Rewrite the records below, swapping "rusty metal surface" for "corroded metal surface" and keeping every other character the same.

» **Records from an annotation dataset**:
○ ○ ○
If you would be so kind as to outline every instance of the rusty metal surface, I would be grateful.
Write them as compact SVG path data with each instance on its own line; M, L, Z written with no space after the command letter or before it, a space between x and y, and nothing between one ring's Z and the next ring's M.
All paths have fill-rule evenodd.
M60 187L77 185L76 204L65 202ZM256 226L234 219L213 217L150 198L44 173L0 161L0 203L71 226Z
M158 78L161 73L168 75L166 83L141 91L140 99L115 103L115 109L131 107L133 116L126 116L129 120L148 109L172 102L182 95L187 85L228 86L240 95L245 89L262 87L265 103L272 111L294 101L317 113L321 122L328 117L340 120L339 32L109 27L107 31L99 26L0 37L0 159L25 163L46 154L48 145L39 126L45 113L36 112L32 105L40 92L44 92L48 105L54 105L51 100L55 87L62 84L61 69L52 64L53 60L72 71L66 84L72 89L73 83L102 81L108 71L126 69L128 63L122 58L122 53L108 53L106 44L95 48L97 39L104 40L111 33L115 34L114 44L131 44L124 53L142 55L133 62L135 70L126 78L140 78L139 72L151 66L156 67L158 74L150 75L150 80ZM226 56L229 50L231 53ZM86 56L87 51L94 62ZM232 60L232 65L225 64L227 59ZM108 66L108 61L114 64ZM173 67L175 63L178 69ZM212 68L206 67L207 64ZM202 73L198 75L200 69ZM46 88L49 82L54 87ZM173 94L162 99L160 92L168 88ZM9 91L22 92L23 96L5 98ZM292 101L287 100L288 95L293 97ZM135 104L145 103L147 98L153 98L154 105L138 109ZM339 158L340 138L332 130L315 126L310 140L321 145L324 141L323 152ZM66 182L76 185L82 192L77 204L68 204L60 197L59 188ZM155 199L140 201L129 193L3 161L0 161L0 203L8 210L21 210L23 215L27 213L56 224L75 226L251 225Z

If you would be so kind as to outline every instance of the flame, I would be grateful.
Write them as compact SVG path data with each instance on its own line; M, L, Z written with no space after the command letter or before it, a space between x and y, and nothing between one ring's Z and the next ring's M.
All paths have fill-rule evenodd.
○ ○ ○
» **Exercise solution**:
If you would be so kind as to outline every instance of the corroded metal surface, I would be grateful.
Write them as compact SVG path data with each instance on its own line; M, L, Z written with no space after the command letter or before it, a space between x and y, and nothing between one ring's Z and the next ring's M.
All paths have fill-rule evenodd.
M60 187L77 185L76 204L65 202ZM256 226L234 219L213 217L150 198L44 173L0 161L0 203L71 226Z
M158 78L161 73L168 75L166 83L141 91L140 99L115 103L115 109L131 107L133 116L126 116L129 120L148 109L172 102L182 95L187 85L228 86L240 95L245 89L262 87L265 103L272 111L294 101L317 113L321 122L328 117L340 120L339 32L109 27L107 31L99 26L0 37L0 159L25 163L46 154L48 145L39 126L45 113L36 112L32 105L40 92L44 92L48 105L54 105L51 100L55 87L62 84L61 69L52 64L53 60L72 71L66 84L72 89L73 83L102 81L108 71L126 69L128 63L122 58L122 53L108 53L106 44L95 48L97 39L104 40L111 33L115 34L114 44L131 44L124 53L142 55L133 62L135 70L126 78L140 78L139 72L151 66L156 67L158 74L150 75L150 80ZM226 56L229 50L231 53ZM86 56L87 51L94 62ZM232 60L232 65L225 64L227 59ZM108 66L108 61L114 64ZM173 67L175 63L178 69ZM212 68L206 67L207 64ZM202 73L198 75L200 69ZM46 88L49 82L54 87ZM173 94L162 99L160 92L168 88ZM9 91L22 92L23 96L5 98ZM292 101L287 100L288 95L293 97ZM135 104L145 103L147 98L153 98L154 105L138 109ZM339 158L340 138L332 130L315 126L310 140L321 145L324 141L323 152ZM66 182L76 185L82 192L77 204L68 204L60 197L59 188ZM155 199L140 201L129 193L3 161L0 161L0 203L8 210L21 210L23 215L27 213L56 224L75 226L251 225Z

If you would be so kind as to outline every instance of the flame, I would be grateful.
Write them as compact SVG path data with each instance on its own line; M, L, Z written with no space after the command letter or before it, a space between x and y, and nothing between one ring's Z and the next ring's M.
All paths have fill-rule evenodd.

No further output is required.